POSIZIONE DI SINDACALISTI SULLE GABBIE SALARIALI


BONANI DELLA CISL (PAOLO GRISERI, REPUBBLICA 12/8/2009)
ROMA - L´introduzione delle gabbie salariali «farebbe inevitabilmente saltare gli accordi sul nuovo modello contrattuale» perché «abolirebbe il ruolo di sindacati e imprese». Piuttosto «sarebbe utile cancellare totalmente la tassazione sulla contrattazione integrativa, quella che premia la produttività, territoriale o aziendale che sia». Il leader della Cisl, Raffaele Bonanni, reagisce alle proposte leghiste sul salario differenziato tra Nord e Sud.
Bonanni, quali sono, a suo parere, i motivi di questa offensiva sui salari diffenziati tra Nord e Sud?
«La proposta sembra motivata dall´idea di alimentare l´invidia sociale di un gruppo di lavoratori contro altri individuando, sulla base di luoghi comuni e chiacchiere da bar, categorie di presunti privilegiati da colpire».
Luoghi comuni? Non è vero che la vita costa di più a Milano che a Napoli?
«Siamo seri. Se vogliamo stilare una classifica dobbiamo tenere conto che a Sud i servizi sono meno efficienti, che le banche costano di più, che è quasi assente il tempo pieno nelle scuole e che, per il basso livello dei servizi sanitari, spesso le persone sono costrette ai pellegrinaggi nel Nord per farsi curare. Qualcuno è in grado di calcolare questi costi?».
Una boutade estiva?
«Una deriva pericolosa che c´è da sperare il governo non voglia seguire».
I contratti territoriali che voi, a differenza della Cgil, proponete di rafforzare, non finirebbero per ottenere lo stesso risultato? Territorio ricco, salario ricco e viceversa?
«Noi proponiamo di pagare a livello territoriale o aziendale la produttività dei lavoratori. Lo proponiamo oggi come lo abbiamo proposto negli anni scorsi insieme a tutti i sindacati, compresa la Cgil. La riduzione dei contributi nei contratti di secondo livello è stata decisa dal governo Prodi con l´accordo della gran parte dei partiti del centrosinistra. Il governo Berlusconi ha proseguito sulla stessa strada abolendo una prima quota di tasse. Non si capisce perché un sindacato non dovrebbe essere d´accordo. Noi chiediamo di più: proponiamo di abolire completamente la tassazione sugli aumenti salariali legati alla produttività. Così si estende davvero quella contrattazione di secondo livello che è più vicina alle esigenze dei territori».
Quale area sarebbe favorita da una misura del genere?
«Visto che la maggior parte dei lavoratori dipendenti sta al Nord, faccia lei».
In questo modo non verrebbe ridotto al lumicino il contratto nazionale che tutela tutti, anche chi non ha il sindacato in fabbrica?

Estratti di dati sui riquadri di delimitazione

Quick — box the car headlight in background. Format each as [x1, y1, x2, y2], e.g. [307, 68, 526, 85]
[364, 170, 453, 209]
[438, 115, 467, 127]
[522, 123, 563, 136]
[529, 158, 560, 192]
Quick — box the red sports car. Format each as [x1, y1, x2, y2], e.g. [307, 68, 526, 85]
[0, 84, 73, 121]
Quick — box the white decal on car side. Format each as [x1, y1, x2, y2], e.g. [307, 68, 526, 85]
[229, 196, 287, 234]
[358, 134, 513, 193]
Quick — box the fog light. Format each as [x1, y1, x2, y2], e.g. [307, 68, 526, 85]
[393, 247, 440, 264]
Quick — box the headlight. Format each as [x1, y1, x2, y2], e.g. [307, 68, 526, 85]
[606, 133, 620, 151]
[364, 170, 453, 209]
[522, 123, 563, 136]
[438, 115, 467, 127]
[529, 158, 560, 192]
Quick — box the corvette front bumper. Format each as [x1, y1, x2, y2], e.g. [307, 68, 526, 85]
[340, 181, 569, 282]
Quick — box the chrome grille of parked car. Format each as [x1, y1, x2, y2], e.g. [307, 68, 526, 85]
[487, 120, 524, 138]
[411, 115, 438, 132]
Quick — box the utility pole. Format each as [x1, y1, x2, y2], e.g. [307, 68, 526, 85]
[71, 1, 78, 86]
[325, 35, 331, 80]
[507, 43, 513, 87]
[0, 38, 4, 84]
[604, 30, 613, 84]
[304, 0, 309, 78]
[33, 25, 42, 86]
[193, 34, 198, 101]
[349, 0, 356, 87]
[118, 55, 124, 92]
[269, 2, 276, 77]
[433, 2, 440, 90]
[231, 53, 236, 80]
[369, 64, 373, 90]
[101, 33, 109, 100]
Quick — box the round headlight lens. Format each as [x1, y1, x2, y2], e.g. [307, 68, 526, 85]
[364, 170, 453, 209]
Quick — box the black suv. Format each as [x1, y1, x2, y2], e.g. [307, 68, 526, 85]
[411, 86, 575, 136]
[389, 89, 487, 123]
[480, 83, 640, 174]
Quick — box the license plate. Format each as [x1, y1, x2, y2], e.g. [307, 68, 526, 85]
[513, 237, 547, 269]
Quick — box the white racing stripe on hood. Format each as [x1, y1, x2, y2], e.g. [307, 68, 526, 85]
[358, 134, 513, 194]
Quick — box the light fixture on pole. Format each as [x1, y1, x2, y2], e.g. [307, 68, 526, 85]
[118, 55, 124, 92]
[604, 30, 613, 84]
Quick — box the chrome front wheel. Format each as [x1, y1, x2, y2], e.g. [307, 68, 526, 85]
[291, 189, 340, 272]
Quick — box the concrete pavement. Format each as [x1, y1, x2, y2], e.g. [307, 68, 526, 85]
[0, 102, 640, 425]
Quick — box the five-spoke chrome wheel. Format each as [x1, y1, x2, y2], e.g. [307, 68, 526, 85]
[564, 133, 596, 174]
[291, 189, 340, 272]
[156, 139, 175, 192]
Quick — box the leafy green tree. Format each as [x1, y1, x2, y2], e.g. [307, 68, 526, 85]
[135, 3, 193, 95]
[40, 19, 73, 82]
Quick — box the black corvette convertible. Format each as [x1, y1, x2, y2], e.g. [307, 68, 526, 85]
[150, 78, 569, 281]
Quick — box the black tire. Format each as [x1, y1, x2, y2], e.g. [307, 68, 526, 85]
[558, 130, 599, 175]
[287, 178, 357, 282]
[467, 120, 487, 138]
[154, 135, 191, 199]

COSA FARE: Riporta parola per parola la parte dell'intervista sulle gabbie salariali che comincia con «Bonanni, quali sono, a» e termina con «Una boutade estiva?».

SOLUZIONE:
Bonanni, quali sono, a suo parere, i motivi di questa offensiva sui salari diffenziati tra Nord e Sud?
«La proposta sembra motivata dall´idea di alimentare l´invidia sociale di un gruppo di lavoratori contro altri individuando, sulla base di luoghi comuni e chiacchiere da bar, categorie di presunti privilegiati da colpire».
Luoghi comuni? Non è vero che la vita costa di più a Milano che a Napoli?
«Siamo seri. Se vogliamo stilare una classifica dobbiamo tenere conto che a Sud i servizi sono meno efficienti, che le banche costano di più, che è quasi assente il tempo pieno nelle scuole e che, per il basso livello dei servizi sanitari, spesso le persone sono costrette ai pellegrinaggi nel Nord per farsi curare. Qualcuno è in grado di calcolare questi costi?».
Una boutade estiva?